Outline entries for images
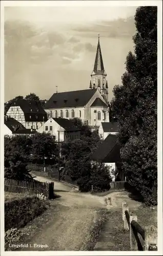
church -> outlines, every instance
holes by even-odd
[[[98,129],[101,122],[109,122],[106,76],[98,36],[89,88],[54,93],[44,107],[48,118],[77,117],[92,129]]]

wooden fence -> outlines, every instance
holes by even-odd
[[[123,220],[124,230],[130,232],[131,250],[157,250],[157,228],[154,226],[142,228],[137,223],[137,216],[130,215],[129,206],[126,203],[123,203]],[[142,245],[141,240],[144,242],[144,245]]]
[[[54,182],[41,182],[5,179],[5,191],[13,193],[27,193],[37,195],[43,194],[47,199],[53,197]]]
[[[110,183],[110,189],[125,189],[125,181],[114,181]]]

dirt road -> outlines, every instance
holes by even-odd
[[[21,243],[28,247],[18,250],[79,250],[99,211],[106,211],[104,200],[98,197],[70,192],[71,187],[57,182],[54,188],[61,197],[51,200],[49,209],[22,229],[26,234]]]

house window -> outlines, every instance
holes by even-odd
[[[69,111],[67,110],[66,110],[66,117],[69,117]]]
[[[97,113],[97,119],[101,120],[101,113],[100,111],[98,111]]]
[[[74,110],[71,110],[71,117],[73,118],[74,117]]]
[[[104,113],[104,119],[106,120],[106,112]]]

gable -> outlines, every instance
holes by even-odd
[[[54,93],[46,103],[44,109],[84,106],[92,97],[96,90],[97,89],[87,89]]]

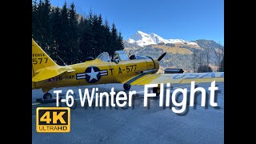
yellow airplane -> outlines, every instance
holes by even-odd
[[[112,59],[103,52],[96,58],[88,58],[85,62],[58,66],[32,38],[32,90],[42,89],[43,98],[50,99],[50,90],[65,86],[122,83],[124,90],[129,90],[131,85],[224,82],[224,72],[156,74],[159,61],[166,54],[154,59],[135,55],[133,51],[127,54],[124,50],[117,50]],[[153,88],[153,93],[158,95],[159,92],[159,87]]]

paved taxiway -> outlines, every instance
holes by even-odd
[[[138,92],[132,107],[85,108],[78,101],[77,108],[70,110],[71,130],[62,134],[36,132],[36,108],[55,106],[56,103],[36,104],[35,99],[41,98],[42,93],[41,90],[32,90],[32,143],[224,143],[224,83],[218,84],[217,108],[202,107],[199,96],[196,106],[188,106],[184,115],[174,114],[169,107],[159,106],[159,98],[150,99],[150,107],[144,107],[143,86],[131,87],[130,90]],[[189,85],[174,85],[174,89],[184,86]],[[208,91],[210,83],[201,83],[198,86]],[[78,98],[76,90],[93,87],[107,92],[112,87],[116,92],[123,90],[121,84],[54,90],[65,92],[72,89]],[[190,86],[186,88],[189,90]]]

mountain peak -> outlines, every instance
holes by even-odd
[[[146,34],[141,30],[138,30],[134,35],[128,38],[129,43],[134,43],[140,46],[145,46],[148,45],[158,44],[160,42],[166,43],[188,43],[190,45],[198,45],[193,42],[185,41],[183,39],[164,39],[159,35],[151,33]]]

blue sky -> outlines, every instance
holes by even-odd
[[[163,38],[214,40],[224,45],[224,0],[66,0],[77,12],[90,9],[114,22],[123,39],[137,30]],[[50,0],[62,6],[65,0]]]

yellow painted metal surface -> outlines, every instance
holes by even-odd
==
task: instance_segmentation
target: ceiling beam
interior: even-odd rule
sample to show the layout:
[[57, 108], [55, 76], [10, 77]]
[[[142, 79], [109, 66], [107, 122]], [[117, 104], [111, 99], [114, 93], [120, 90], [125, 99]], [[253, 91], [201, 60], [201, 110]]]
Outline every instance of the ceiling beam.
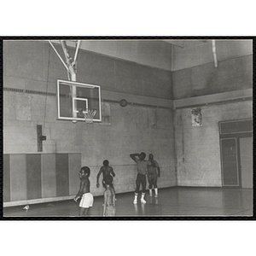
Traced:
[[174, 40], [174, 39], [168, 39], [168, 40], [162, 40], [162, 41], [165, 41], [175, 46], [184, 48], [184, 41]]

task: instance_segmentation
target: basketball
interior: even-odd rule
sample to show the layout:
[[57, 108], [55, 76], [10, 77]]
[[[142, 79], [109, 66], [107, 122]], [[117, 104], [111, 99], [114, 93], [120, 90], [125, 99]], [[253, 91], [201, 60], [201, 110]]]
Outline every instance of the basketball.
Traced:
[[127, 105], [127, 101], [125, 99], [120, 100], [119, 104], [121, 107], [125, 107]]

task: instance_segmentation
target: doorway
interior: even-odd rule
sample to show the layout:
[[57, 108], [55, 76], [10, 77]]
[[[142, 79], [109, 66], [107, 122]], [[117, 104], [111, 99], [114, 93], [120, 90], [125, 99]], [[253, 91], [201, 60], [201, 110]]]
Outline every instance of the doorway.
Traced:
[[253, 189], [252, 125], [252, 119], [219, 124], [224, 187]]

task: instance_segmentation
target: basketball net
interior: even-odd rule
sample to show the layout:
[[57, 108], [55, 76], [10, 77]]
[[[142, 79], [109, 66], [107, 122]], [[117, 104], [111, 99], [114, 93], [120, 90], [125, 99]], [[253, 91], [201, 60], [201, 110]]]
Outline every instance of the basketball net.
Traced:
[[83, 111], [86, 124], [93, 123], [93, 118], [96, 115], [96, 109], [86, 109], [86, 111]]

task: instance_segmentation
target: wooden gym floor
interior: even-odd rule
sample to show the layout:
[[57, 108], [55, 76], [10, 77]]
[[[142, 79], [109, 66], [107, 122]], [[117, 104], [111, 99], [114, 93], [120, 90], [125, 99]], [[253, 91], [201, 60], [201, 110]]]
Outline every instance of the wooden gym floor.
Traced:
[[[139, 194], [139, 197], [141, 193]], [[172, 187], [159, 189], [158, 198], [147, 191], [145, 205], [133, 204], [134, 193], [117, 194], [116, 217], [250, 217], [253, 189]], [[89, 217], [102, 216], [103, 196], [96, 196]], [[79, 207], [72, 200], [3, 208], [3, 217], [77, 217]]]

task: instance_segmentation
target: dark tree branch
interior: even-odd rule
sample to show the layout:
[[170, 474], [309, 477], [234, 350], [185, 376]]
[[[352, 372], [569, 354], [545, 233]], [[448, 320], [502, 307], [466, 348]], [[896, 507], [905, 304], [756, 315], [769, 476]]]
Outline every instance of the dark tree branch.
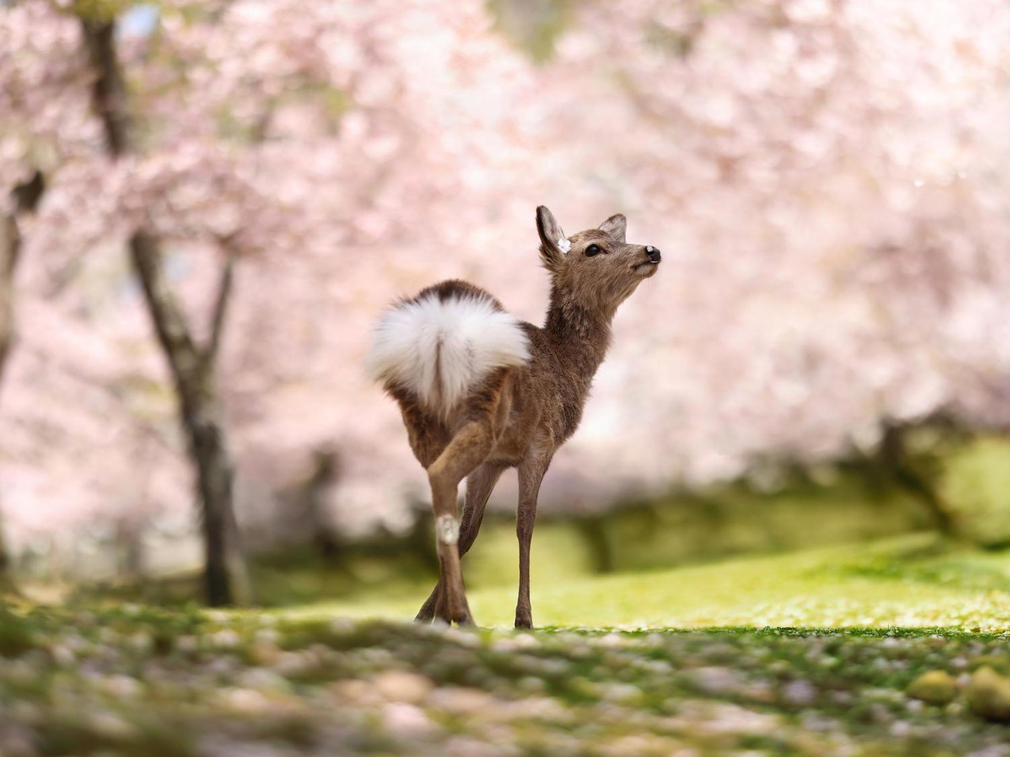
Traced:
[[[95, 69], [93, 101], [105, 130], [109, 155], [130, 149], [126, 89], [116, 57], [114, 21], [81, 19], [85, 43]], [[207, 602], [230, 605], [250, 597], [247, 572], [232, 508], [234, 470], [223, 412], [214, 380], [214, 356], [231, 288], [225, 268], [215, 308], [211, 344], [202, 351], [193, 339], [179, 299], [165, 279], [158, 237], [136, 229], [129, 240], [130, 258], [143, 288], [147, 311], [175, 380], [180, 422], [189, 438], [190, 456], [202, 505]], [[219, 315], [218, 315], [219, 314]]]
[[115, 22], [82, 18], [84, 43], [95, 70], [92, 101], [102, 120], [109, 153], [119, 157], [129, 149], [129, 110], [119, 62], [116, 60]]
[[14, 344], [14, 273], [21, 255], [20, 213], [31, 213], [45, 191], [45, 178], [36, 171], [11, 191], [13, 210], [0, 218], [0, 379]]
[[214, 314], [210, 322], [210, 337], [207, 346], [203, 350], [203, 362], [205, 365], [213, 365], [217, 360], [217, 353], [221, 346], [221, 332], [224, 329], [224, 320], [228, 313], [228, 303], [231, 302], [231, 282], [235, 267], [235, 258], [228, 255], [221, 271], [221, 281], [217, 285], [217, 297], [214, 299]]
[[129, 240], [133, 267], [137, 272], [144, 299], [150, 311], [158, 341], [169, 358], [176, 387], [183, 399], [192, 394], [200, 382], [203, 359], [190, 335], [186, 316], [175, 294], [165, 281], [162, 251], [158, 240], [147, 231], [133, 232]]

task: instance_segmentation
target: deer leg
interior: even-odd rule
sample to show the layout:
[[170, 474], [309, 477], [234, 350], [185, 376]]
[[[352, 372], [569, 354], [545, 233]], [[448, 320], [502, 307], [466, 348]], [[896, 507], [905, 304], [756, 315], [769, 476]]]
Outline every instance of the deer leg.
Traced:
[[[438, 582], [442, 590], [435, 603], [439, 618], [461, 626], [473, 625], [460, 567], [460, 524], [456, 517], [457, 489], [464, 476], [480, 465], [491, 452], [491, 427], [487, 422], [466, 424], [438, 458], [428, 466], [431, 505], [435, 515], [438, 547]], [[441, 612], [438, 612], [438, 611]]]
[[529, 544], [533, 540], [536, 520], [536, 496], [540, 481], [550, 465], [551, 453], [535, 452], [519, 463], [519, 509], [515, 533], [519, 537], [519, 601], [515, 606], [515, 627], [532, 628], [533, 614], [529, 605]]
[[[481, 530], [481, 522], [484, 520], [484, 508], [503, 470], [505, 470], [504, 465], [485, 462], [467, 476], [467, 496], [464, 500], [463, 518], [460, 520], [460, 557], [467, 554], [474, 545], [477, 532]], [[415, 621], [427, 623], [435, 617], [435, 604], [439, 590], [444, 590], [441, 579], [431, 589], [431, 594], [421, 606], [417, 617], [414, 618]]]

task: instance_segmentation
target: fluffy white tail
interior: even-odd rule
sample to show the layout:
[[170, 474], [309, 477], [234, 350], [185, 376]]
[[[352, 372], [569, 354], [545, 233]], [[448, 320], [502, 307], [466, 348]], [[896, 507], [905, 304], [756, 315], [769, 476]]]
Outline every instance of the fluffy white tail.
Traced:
...
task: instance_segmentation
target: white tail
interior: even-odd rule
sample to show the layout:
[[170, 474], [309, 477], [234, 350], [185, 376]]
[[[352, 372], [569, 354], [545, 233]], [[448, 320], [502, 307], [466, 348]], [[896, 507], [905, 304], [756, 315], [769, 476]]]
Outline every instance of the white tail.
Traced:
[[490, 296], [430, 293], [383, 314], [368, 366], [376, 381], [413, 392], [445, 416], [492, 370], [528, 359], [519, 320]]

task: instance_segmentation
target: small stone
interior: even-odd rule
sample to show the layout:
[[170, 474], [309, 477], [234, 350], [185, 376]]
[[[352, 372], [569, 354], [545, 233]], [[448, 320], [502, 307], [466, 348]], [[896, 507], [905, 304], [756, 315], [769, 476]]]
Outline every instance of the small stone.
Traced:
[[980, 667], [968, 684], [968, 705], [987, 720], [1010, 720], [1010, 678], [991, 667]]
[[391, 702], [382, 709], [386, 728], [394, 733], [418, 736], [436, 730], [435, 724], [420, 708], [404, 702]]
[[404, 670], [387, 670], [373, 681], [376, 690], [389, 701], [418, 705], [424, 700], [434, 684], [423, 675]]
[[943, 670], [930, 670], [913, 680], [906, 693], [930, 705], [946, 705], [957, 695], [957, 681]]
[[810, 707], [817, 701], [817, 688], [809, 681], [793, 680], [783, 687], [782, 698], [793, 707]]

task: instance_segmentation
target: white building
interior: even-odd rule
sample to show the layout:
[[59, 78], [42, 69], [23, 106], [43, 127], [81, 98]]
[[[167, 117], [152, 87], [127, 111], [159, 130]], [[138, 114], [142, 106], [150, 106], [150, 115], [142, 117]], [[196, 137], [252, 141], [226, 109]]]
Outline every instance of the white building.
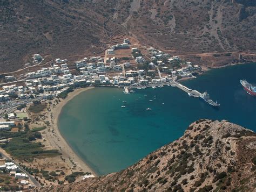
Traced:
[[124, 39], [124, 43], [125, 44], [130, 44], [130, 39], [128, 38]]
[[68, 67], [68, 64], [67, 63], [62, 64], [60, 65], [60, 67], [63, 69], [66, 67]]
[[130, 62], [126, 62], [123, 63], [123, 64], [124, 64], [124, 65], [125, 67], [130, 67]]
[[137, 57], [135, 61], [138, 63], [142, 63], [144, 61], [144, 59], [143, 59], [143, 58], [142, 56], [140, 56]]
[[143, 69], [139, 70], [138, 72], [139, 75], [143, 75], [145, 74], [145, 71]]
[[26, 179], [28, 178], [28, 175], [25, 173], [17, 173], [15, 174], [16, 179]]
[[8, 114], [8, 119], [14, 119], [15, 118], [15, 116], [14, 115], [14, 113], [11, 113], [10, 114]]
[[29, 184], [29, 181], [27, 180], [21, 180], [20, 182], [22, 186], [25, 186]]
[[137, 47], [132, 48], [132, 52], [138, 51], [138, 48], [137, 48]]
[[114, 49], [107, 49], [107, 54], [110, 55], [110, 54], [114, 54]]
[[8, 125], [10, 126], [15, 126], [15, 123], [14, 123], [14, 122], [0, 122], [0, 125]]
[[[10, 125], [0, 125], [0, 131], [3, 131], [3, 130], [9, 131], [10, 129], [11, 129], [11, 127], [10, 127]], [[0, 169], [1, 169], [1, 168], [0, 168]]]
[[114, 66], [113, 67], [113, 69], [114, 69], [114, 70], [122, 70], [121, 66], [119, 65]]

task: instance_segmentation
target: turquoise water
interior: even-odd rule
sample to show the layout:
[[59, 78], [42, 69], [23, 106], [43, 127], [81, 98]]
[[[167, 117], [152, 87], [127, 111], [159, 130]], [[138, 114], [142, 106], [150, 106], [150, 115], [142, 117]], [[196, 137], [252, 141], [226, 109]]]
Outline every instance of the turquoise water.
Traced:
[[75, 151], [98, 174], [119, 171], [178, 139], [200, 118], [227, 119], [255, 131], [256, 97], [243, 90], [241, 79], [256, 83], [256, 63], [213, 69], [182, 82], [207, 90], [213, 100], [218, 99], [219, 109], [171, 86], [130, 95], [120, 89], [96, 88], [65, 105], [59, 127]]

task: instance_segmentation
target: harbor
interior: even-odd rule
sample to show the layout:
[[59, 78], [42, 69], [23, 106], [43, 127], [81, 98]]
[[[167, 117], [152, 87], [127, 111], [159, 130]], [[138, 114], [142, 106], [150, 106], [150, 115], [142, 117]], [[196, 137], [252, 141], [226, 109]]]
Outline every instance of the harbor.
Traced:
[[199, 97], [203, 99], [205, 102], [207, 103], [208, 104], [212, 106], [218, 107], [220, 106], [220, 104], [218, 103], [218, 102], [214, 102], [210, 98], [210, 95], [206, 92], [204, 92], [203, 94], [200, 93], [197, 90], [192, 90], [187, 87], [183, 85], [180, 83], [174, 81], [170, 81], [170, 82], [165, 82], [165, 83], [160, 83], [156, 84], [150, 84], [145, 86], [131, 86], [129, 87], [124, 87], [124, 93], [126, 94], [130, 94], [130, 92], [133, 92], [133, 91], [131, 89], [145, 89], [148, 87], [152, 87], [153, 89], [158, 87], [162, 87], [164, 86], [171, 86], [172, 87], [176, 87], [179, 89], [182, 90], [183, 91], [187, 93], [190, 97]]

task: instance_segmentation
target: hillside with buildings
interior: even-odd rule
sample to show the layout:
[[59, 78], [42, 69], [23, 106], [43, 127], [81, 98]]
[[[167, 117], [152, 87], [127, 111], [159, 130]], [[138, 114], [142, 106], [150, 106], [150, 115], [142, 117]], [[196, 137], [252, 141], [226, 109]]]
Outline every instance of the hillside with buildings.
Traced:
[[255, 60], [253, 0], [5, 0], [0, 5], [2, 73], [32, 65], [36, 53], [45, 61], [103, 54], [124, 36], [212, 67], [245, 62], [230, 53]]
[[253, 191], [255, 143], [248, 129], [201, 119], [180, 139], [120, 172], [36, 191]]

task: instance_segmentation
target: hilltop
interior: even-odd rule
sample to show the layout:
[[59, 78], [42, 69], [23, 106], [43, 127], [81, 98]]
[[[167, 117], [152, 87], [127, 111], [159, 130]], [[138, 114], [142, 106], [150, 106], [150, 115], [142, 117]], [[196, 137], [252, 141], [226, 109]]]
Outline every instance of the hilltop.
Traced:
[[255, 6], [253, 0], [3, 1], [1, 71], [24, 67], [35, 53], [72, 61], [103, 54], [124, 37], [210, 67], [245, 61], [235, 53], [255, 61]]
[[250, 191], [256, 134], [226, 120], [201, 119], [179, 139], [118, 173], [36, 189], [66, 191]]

### What is asked
Pick out each line above that contains the word "wooden", and copy every one of those lines.

### Exercise response
wooden fence -> outlines, every instance
target: wooden gym floor
Outline every instance of the wooden gym floor.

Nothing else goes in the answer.